• Your objective:
Repeat every record below exactly, but leave out any pictures.
★ ★ ★
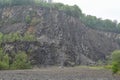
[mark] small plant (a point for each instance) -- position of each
(28, 19)
(116, 61)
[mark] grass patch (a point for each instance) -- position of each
(92, 67)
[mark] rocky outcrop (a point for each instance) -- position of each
(61, 39)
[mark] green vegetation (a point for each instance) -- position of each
(11, 37)
(88, 20)
(116, 61)
(17, 61)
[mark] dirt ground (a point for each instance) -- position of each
(75, 73)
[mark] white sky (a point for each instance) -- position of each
(105, 9)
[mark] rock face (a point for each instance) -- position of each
(61, 39)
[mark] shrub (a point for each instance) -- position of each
(4, 60)
(116, 61)
(28, 19)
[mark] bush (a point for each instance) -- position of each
(4, 61)
(116, 61)
(19, 62)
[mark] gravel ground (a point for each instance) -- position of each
(59, 74)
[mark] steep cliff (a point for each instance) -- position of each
(61, 39)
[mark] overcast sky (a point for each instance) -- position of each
(105, 9)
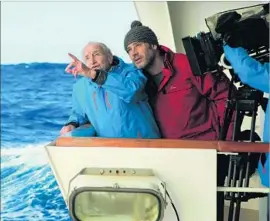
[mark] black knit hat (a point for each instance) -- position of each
(140, 33)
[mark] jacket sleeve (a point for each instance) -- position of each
(250, 71)
(77, 116)
(216, 89)
(128, 86)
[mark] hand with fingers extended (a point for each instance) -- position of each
(77, 67)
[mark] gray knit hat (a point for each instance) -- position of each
(140, 33)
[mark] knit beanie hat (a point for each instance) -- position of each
(140, 33)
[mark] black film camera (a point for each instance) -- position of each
(245, 27)
(248, 28)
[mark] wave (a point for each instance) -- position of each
(29, 190)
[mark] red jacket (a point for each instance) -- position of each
(188, 106)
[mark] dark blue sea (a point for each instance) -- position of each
(35, 103)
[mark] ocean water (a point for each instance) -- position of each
(35, 103)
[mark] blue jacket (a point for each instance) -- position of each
(256, 75)
(119, 108)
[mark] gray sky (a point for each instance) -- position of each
(47, 31)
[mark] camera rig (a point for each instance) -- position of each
(248, 28)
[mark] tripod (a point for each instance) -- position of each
(242, 166)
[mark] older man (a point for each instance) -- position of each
(110, 95)
(185, 106)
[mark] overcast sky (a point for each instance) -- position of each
(47, 31)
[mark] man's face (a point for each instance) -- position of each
(141, 54)
(96, 58)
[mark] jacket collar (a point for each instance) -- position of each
(168, 70)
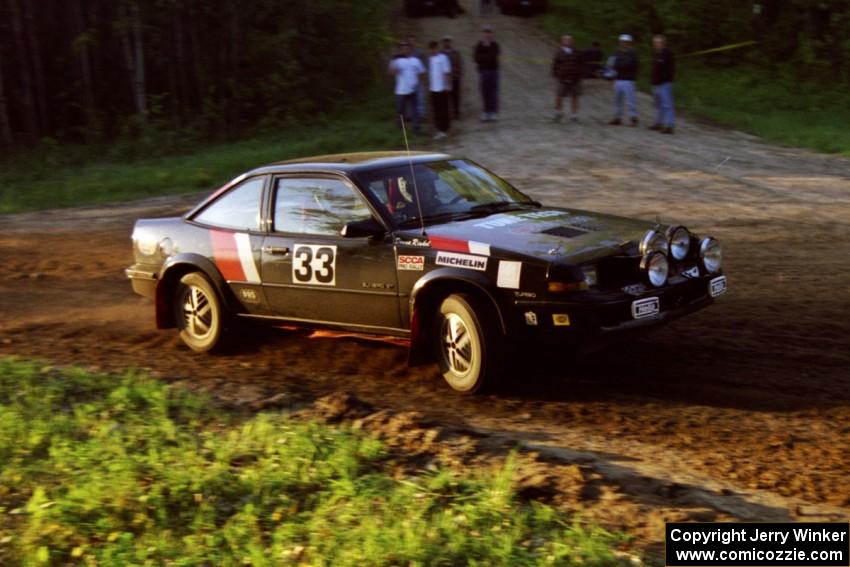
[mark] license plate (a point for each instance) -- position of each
(717, 286)
(646, 307)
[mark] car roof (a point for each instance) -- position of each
(350, 162)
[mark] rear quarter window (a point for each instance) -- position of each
(238, 209)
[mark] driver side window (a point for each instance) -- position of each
(319, 206)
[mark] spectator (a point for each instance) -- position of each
(420, 92)
(567, 69)
(593, 61)
(406, 69)
(487, 60)
(625, 65)
(662, 86)
(440, 83)
(457, 74)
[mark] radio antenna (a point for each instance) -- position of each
(413, 175)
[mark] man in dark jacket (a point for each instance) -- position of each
(487, 59)
(625, 66)
(567, 69)
(663, 66)
(457, 74)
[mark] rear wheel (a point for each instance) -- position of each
(466, 340)
(198, 313)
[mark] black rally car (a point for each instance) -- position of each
(425, 246)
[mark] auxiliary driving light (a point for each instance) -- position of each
(679, 239)
(653, 241)
(656, 267)
(710, 255)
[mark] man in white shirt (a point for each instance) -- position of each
(440, 85)
(406, 69)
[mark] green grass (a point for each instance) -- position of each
(125, 470)
(768, 102)
(64, 176)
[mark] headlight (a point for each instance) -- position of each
(679, 239)
(710, 255)
(656, 267)
(653, 241)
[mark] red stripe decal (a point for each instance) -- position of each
(227, 255)
(449, 244)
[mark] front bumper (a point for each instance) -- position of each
(593, 318)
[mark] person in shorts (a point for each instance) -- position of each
(568, 69)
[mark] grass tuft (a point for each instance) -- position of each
(121, 470)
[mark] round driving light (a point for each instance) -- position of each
(680, 242)
(656, 267)
(711, 255)
(653, 241)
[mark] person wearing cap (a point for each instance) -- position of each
(406, 69)
(662, 86)
(440, 84)
(487, 60)
(457, 74)
(625, 67)
(568, 70)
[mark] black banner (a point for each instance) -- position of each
(812, 544)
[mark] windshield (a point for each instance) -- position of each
(447, 190)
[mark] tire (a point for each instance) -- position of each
(198, 313)
(467, 342)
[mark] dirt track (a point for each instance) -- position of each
(740, 411)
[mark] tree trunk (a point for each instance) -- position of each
(37, 68)
(139, 48)
(5, 126)
(27, 98)
(131, 39)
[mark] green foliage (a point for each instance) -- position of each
(61, 175)
(120, 470)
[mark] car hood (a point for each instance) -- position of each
(549, 234)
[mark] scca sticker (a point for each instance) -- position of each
(415, 263)
(462, 261)
(314, 264)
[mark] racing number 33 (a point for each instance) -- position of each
(314, 264)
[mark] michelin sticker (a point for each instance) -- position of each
(415, 263)
(462, 261)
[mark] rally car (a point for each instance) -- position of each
(425, 246)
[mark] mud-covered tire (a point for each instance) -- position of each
(467, 340)
(199, 313)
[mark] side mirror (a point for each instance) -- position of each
(363, 228)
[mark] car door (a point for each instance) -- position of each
(313, 274)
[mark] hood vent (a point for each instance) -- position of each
(564, 231)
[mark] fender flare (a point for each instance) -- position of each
(174, 268)
(439, 283)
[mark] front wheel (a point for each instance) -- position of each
(198, 313)
(466, 340)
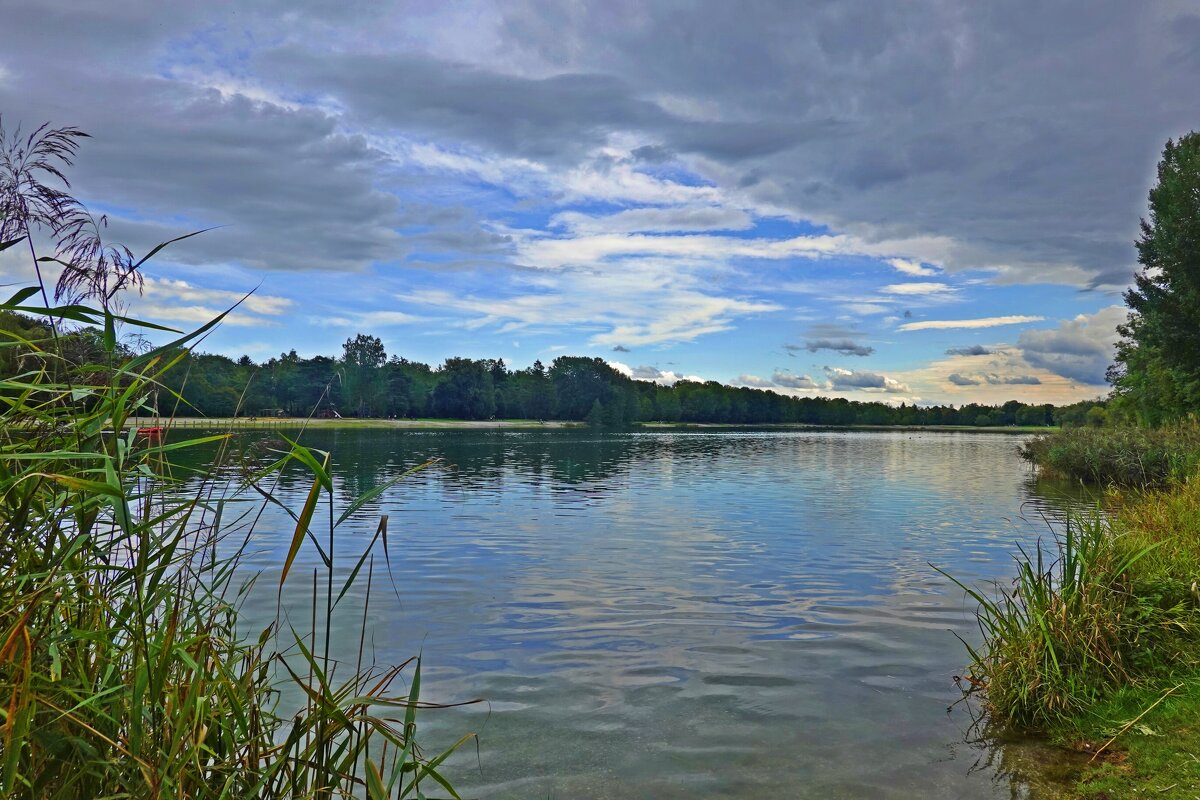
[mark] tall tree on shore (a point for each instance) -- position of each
(1157, 374)
(363, 383)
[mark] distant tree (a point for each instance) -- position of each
(364, 389)
(595, 416)
(1157, 372)
(465, 390)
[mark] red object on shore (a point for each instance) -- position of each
(153, 434)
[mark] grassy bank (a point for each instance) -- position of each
(1121, 456)
(125, 667)
(297, 422)
(1097, 642)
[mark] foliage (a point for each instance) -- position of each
(1114, 606)
(125, 671)
(215, 385)
(1122, 456)
(1157, 376)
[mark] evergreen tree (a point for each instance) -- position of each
(595, 416)
(1157, 376)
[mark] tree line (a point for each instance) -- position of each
(365, 382)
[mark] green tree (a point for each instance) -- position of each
(595, 416)
(364, 388)
(1157, 374)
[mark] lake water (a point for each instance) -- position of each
(687, 614)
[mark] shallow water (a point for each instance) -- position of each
(718, 614)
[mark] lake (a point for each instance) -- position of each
(685, 614)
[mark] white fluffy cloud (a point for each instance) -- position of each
(1080, 349)
(841, 379)
(984, 322)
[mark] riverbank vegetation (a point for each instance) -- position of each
(1097, 642)
(366, 383)
(125, 667)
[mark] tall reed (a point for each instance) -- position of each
(126, 668)
(1111, 605)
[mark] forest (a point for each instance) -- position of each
(365, 382)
★ ★ ★
• Response:
[mark] small plant (a point for each instance) -- position of each
(28, 19)
(116, 61)
[mark] grass patch (a point for each instance) -- position of each
(92, 67)
[mark] rocky outcrop (a point for each instance) -- position of each
(61, 39)
[mark] green vegetation (a point for each instance) -- position of each
(11, 37)
(88, 20)
(116, 61)
(17, 61)
[mark] dirt ground (a point for each instance) -- position of each
(75, 73)
[mark] white sky (a point for each instance) -- position of each
(105, 9)
[mark] rock face (a point for each instance) -- position of each
(61, 39)
[mark] shrub (a point for each instance) -- position of each
(4, 60)
(116, 61)
(28, 19)
[mark] bush (a point for each instance) -- position of each
(4, 61)
(116, 61)
(19, 62)
[mark] gravel ground (a point for each instance) -- position of each
(59, 74)
[mark] steep cliff (a point for each instance) -- position of each
(61, 39)
[mark] overcast sky (a point for each instance) -- position of each
(105, 9)
[mark] black knit hat (a point for each instance) -- position of each
(140, 33)
[mark] jacket sleeve (a point for each instance) -- position of each
(250, 71)
(77, 116)
(216, 89)
(128, 86)
[mark] hand with fingers extended (a point for each instance) -- position of each
(77, 67)
[mark] gray knit hat (a point for each instance) -- position of each
(140, 33)
[mark] knit beanie hat (a point for each instance) -- position of each
(140, 33)
[mark] black film camera (a point for each instance) -- position of each
(245, 27)
(248, 28)
[mark] wave (a point for each instance) -- position of each
(29, 190)
[mark] red jacket (a point for each instance) -- position of each
(188, 106)
[mark] dark blue sea (a point for each instance) -- position of each
(35, 103)
[mark] ocean water (a point for each instance) -- position of each
(35, 103)
[mark] blue jacket (a point for each instance) -- position of each
(256, 75)
(119, 108)
[mark] gray sky (a point for each instance) -- position of each
(47, 31)
[mark] camera rig (a point for each instance) -- position of each
(248, 28)
[mark] tripod (a point for each instance) -- position of each
(242, 166)
[mark] older man (a point for each instance) -- position of each
(110, 95)
(185, 106)
[mark] overcast sky (a point for each instance) -- position of each
(47, 31)
[mark] man's face (a point for each instance) -- position of each
(141, 54)
(96, 58)
[mark] jacket collar (a point for each instance) -- position of each
(168, 70)
[mark] license plate (a point for each instance) -- position of each
(717, 286)
(646, 307)
[mark] car roof (a point for each instance) -- position of each
(350, 162)
[mark] rear quarter window (a point for each instance) -- position of each
(238, 209)
[mark] driver side window (a point for each instance) -- position of each
(319, 206)
[mark] spectator (a point for each instance) -- position of each
(420, 92)
(567, 69)
(593, 61)
(406, 69)
(487, 60)
(625, 65)
(662, 86)
(440, 83)
(457, 74)
[mark] radio antenna (a point for each instance) -- position of each
(413, 175)
[mark] man in dark jacket (a point for each instance) -- position of each
(487, 59)
(625, 66)
(567, 69)
(663, 66)
(457, 74)
[mark] rear wheel (a point for each instance) -- position of each
(466, 340)
(198, 313)
[mark] black rally car (a point for each instance) -- position of each
(425, 246)
[mark] auxiliary driving light (a point for each instance) -- position of each
(679, 239)
(653, 241)
(656, 267)
(710, 255)
[mark] man in white shirt (a point for each instance) -- position of each
(440, 85)
(406, 69)
[mark] green grass (a point for each instance) -- position of each
(125, 470)
(768, 102)
(64, 176)
[mark] headlight (a point for each instance) -- position of each
(679, 239)
(710, 255)
(656, 267)
(653, 241)
[mark] red stripe decal (a point for each instance) -- position of each
(227, 255)
(449, 244)
[mark] front bumper (a point for each instance) -- position of each
(593, 318)
[mark] person in shorts (a point for each instance) -- position of each
(568, 69)
[mark] grass tuft (a point for each instance) -- position of each
(121, 470)
[mark] round driving light (a point for each instance) -- position of each
(680, 242)
(656, 267)
(711, 255)
(653, 241)
[mark] person wearing cap (a point for each instance) -- position of each
(406, 69)
(662, 86)
(440, 84)
(487, 60)
(457, 74)
(625, 67)
(568, 70)
[mark] black banner (a point for each instance) -- position of each
(812, 544)
[mark] windshield (a point for each instance) -- position of each
(447, 190)
[mark] tire (a point for each instance) -- position of each
(198, 313)
(467, 342)
[mark] dirt track (a point for each instance) -- position of each
(740, 411)
[mark] tree trunk (a point for each instance) -- position of each
(37, 68)
(139, 48)
(5, 126)
(27, 98)
(131, 39)
[mark] green foliage (a point for each instance) -- position of each
(61, 175)
(120, 470)
[mark] car hood (a point for each instance) -- position of each
(549, 234)
[mark] scca sticker (a point for each instance) -- position of each
(415, 263)
(462, 261)
(314, 264)
[mark] racing number 33 (a point for each instance) -- position of each
(314, 264)
[mark] michelin sticker (a point for each instance) -- position of each
(415, 263)
(462, 261)
[mark] rally car (a point for each instance) -- position of each
(425, 246)
[mark] mud-covered tire (a point for each instance) -- position of each
(467, 340)
(199, 313)
[mark] side mirror (a point for each instance) -- position of each
(363, 228)
[mark] car door (a point for each instance) -- position of each
(313, 274)
[mark] hood vent (a point for each instance) -- position of each
(564, 231)
[mark] fender flare (a point for each instance) -- position of each
(174, 268)
(439, 283)
[mark] front wheel (a point for each instance) -- position of each
(198, 313)
(466, 340)
[mark] tall tree on shore (a point for each instance) -- position of each
(1157, 374)
(363, 383)
[mark] distant tree (a point for each instance) -- position of each
(364, 389)
(595, 416)
(1157, 372)
(465, 390)
[mark] red object on shore (a point for each instance) -- position of each
(153, 434)
[mark] grassy bank (a point for each instance) -- position of each
(1121, 456)
(125, 667)
(297, 422)
(1097, 642)
[mark] foliage (a point for each instance) -- position of each
(1114, 606)
(125, 671)
(215, 385)
(1122, 456)
(1157, 376)
[mark] evergreen tree (a point for each instance) -- position of each
(595, 416)
(1157, 376)
[mark] tree line (a point for each instance) -- position of each
(365, 382)
[mark] green tree (a point for each instance) -- position of each
(595, 416)
(364, 388)
(1157, 374)
[mark] lake water (a point for each instance) -- position of each
(687, 614)
[mark] shallow water (a point for each instance) -- position of each
(718, 614)
[mark] lake (a point for each instance) -- position of each
(685, 614)
[mark] white fluffy cloud (a point for each instance) -- position of each
(1080, 349)
(841, 379)
(984, 322)
[mark] riverbank vegetation (a point for each instance) -- position of each
(1097, 642)
(366, 383)
(125, 667)
[mark] tall reed (a point for each instance) -- position of each
(126, 668)
(1111, 605)
[mark] forest (a point for each instance) -- position of each
(365, 382)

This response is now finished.